- **What needs to be done**
Print every line of the material below word for word, leaving out the pictures.
=-=-=-=-=
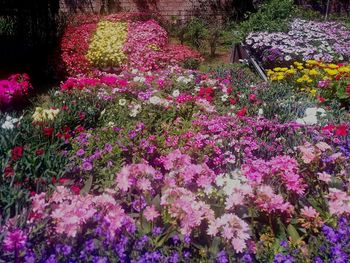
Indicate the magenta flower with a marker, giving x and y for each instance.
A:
(80, 152)
(15, 240)
(87, 166)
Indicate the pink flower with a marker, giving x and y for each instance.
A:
(151, 213)
(123, 181)
(232, 229)
(309, 212)
(269, 202)
(325, 177)
(339, 202)
(14, 240)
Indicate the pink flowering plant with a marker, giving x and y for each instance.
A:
(14, 89)
(174, 165)
(321, 41)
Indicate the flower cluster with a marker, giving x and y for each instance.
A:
(117, 41)
(325, 41)
(41, 115)
(325, 81)
(106, 46)
(16, 87)
(174, 165)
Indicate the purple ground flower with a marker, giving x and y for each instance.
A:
(87, 166)
(15, 240)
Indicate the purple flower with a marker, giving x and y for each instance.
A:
(15, 240)
(221, 257)
(87, 166)
(51, 259)
(66, 250)
(157, 231)
(108, 147)
(80, 152)
(29, 257)
(283, 243)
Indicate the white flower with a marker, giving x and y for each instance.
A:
(7, 125)
(176, 93)
(139, 79)
(155, 100)
(122, 102)
(224, 97)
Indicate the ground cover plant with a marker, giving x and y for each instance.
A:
(160, 163)
(114, 42)
(305, 40)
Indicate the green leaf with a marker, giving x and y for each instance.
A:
(293, 233)
(87, 186)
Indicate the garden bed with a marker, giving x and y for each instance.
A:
(137, 159)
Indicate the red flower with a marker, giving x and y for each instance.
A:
(9, 171)
(17, 153)
(232, 101)
(39, 151)
(48, 132)
(66, 129)
(242, 112)
(81, 116)
(63, 180)
(341, 130)
(64, 107)
(328, 128)
(79, 128)
(75, 189)
(252, 97)
(321, 99)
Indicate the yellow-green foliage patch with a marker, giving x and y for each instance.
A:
(106, 46)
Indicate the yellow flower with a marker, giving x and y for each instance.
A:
(312, 62)
(313, 72)
(313, 92)
(333, 66)
(331, 72)
(106, 46)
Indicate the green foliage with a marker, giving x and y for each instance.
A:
(7, 26)
(33, 171)
(307, 13)
(271, 16)
(191, 64)
(196, 32)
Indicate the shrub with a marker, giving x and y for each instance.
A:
(106, 46)
(271, 16)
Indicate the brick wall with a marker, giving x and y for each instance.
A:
(167, 8)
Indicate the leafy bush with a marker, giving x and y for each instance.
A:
(106, 47)
(196, 32)
(272, 16)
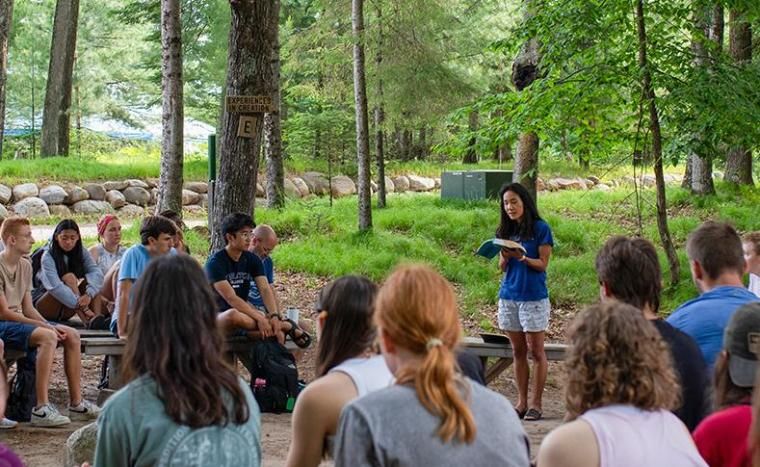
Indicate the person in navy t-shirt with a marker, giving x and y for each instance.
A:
(523, 297)
(717, 265)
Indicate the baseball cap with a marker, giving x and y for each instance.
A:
(742, 341)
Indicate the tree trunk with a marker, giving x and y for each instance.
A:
(524, 73)
(172, 119)
(6, 19)
(56, 114)
(273, 128)
(654, 126)
(362, 130)
(380, 113)
(471, 156)
(739, 159)
(249, 62)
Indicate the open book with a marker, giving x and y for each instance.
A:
(491, 248)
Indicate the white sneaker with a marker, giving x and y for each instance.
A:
(48, 415)
(86, 410)
(7, 424)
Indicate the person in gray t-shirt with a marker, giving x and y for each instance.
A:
(431, 416)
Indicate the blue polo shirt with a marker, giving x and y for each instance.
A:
(705, 317)
(522, 283)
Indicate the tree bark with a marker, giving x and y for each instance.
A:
(249, 60)
(173, 114)
(380, 113)
(654, 126)
(6, 19)
(362, 130)
(56, 114)
(273, 128)
(739, 159)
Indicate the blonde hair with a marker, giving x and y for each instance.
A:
(416, 308)
(11, 226)
(617, 357)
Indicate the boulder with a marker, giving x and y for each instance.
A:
(401, 184)
(198, 187)
(5, 194)
(317, 183)
(137, 195)
(53, 194)
(59, 210)
(342, 186)
(90, 206)
(116, 199)
(96, 191)
(417, 183)
(76, 193)
(25, 190)
(31, 207)
(190, 197)
(301, 186)
(131, 210)
(80, 447)
(137, 183)
(291, 191)
(115, 186)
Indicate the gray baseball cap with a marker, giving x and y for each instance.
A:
(742, 341)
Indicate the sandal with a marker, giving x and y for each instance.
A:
(303, 340)
(533, 415)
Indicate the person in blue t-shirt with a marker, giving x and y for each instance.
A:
(523, 297)
(717, 266)
(231, 271)
(156, 238)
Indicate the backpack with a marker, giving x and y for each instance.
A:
(23, 396)
(274, 376)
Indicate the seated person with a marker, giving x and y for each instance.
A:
(347, 367)
(155, 240)
(68, 281)
(231, 271)
(629, 271)
(432, 415)
(182, 405)
(620, 390)
(751, 246)
(717, 267)
(722, 437)
(23, 328)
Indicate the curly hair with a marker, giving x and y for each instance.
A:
(617, 357)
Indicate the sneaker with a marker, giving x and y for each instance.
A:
(85, 411)
(6, 424)
(47, 415)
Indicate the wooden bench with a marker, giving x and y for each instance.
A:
(502, 352)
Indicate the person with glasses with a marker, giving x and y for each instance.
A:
(231, 271)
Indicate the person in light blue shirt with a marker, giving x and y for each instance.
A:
(717, 265)
(156, 238)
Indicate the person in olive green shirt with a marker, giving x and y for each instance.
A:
(183, 405)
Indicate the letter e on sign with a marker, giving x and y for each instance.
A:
(247, 126)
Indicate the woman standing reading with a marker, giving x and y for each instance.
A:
(523, 296)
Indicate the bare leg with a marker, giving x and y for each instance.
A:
(522, 370)
(540, 368)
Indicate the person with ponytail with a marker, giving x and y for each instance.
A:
(432, 415)
(67, 280)
(348, 366)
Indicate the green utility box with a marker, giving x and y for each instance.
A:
(474, 185)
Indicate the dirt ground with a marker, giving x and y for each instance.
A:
(40, 447)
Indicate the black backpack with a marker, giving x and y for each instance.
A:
(274, 376)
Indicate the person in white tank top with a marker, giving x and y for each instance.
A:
(620, 389)
(347, 367)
=-=-=-=-=
- **Finished answer**
Indicate the magenta flower with a marker, giving x and y for each instance.
A:
(80, 152)
(15, 240)
(87, 166)
Indicate the pink flower with a marker, giving x and y for each instance.
A:
(151, 213)
(123, 181)
(232, 229)
(309, 212)
(269, 202)
(325, 177)
(339, 202)
(14, 240)
Indicate the pink flowering plant with a marker, giving x and y for each instance.
A:
(14, 89)
(174, 165)
(321, 41)
Indicate the flower cluster with a marker, giving x and y for each instance.
A:
(117, 41)
(325, 41)
(41, 115)
(325, 81)
(106, 46)
(16, 87)
(174, 165)
Indicate the purple ground flower with a marker, giving x and y for each instance.
A:
(87, 166)
(15, 240)
Indicate the purple flower with a marker, giving x and y for each instance.
A:
(15, 240)
(221, 257)
(87, 166)
(51, 259)
(66, 250)
(157, 231)
(108, 147)
(80, 152)
(29, 257)
(283, 243)
Indicate the white flower with a marker, giving x and y for each instance.
A:
(7, 125)
(176, 93)
(139, 79)
(155, 100)
(122, 102)
(224, 97)
Indicate the ground cover plant with a marker, giving x and y for each instance.
A:
(160, 163)
(114, 42)
(305, 40)
Indicate the green leaf with a marker, giving x and y for each instance.
A:
(293, 233)
(87, 186)
Indicate the garden bed with a marker, giving x and y for each instance.
A:
(137, 159)
Indicate the red flower with a marker, giving x and y for each instance.
A:
(9, 171)
(17, 153)
(232, 101)
(39, 151)
(48, 132)
(66, 129)
(242, 112)
(81, 116)
(63, 180)
(341, 130)
(64, 107)
(328, 128)
(79, 128)
(75, 189)
(252, 97)
(321, 99)
Indicate the yellow-green foliage patch with a marker, giving x and y for each instance.
A:
(106, 46)
Indicate the yellow flower with a marker, giving x and y for each instance.
A:
(312, 62)
(313, 72)
(313, 92)
(333, 66)
(331, 72)
(106, 46)
Indicate the green foliage with a marker, giving x and y for each instance.
A:
(7, 26)
(33, 171)
(307, 13)
(271, 16)
(191, 64)
(196, 32)
Indicate the shrub with a marker, giving x and y for each instance.
A:
(106, 46)
(271, 16)
Indicate the brick wall with a marker, giving x and y for each instance.
A:
(167, 8)
Indicate the leafy bush with a marker, giving x and y for each instance.
A:
(106, 47)
(196, 32)
(272, 16)
Indicate the person in navy t-shirt with a marker, giving x and y for each instance.
A:
(523, 297)
(717, 265)
Indicate the baseball cap with a marker, giving x and y for each instance.
A:
(742, 341)
Indicate the tree trunk with a marker, giving x and y for each instance.
A:
(524, 73)
(172, 119)
(6, 19)
(56, 114)
(273, 128)
(654, 126)
(362, 130)
(380, 113)
(471, 156)
(739, 159)
(249, 62)
Indicate the open book with a marker, giving x and y for each instance.
A:
(491, 248)
Indicate the white sneaker with a marker, giving x and y for each instance.
A:
(48, 415)
(86, 410)
(7, 424)
Indicate the person in gray t-shirt with a marker, giving x and y for each instance.
A:
(431, 416)
Indicate the blue polo shirt with a marker, giving x and y for each instance.
A:
(705, 317)
(522, 283)
Indicate the tree bark with a marker, giving x and y for each instance.
A:
(249, 60)
(173, 114)
(380, 113)
(654, 126)
(6, 19)
(362, 130)
(56, 114)
(273, 128)
(739, 159)
Indicate the blonde hair with a marker, giving x and y for each instance.
A:
(416, 308)
(11, 226)
(617, 357)
Indicate the boulder with a marker, giving x and y for each instance.
A:
(401, 184)
(198, 187)
(5, 194)
(317, 183)
(137, 195)
(53, 194)
(59, 210)
(342, 186)
(90, 206)
(116, 199)
(96, 191)
(417, 183)
(76, 193)
(25, 190)
(31, 207)
(190, 197)
(301, 186)
(131, 210)
(80, 447)
(137, 183)
(291, 191)
(115, 186)
Indicate the gray baseball cap with a marker, giving x and y for each instance.
A:
(742, 341)
Indicate the sandal with a marker, giving x and y for each instance.
A:
(303, 340)
(533, 415)
Indicate the person in blue t-shirt with a marker, giving x and y for each instance.
A:
(523, 297)
(717, 266)
(231, 271)
(156, 238)
Indicate the backpack with a marker, giving x and y for each instance.
A:
(23, 396)
(274, 376)
Indicate the seated person with a marker, giving x and y for each instance.
A:
(347, 367)
(155, 240)
(68, 281)
(231, 271)
(629, 271)
(432, 415)
(182, 405)
(620, 390)
(751, 246)
(717, 267)
(722, 437)
(23, 328)
Indicate the curly hair with a marker, giving x and y for each instance.
A:
(617, 357)
Indicate the sneaker with a marker, giving x and y for each instance.
A:
(85, 411)
(6, 424)
(47, 415)
Indicate the wooden bench with a marker, giving x and y for each instance.
A:
(502, 352)
Indicate the person with glasses with a marker, giving x and y for each instance.
A:
(231, 271)
Indicate the person in light blue shirt with a marker, giving x and y for each instance.
A:
(717, 265)
(156, 238)
Indicate the person in olive green shirt with a marker, giving x and y for each instance.
A:
(183, 405)
Indicate the letter e on sign with a marker, giving x and y for each instance.
A:
(247, 126)
Indicate the woman standing reading with a marker, giving x and y for each instance.
A:
(523, 296)
Indicate the bare leg with a marker, giving x and y for each instance.
A:
(522, 370)
(540, 368)
Indicate the person with ponytail with a marker, giving x and y for each instance.
A:
(432, 415)
(67, 280)
(348, 366)
Indicate the green utility box with a marker, giving x and y for each instance.
A:
(474, 185)
Indicate the dirt ground with a marker, giving x and y for each instance.
A:
(40, 447)
Indicate the black backpack with a marker, giving x and y for each instance.
A:
(274, 376)
Indicate the person in white tank top with a marker, giving x and y for each instance.
A:
(620, 389)
(347, 367)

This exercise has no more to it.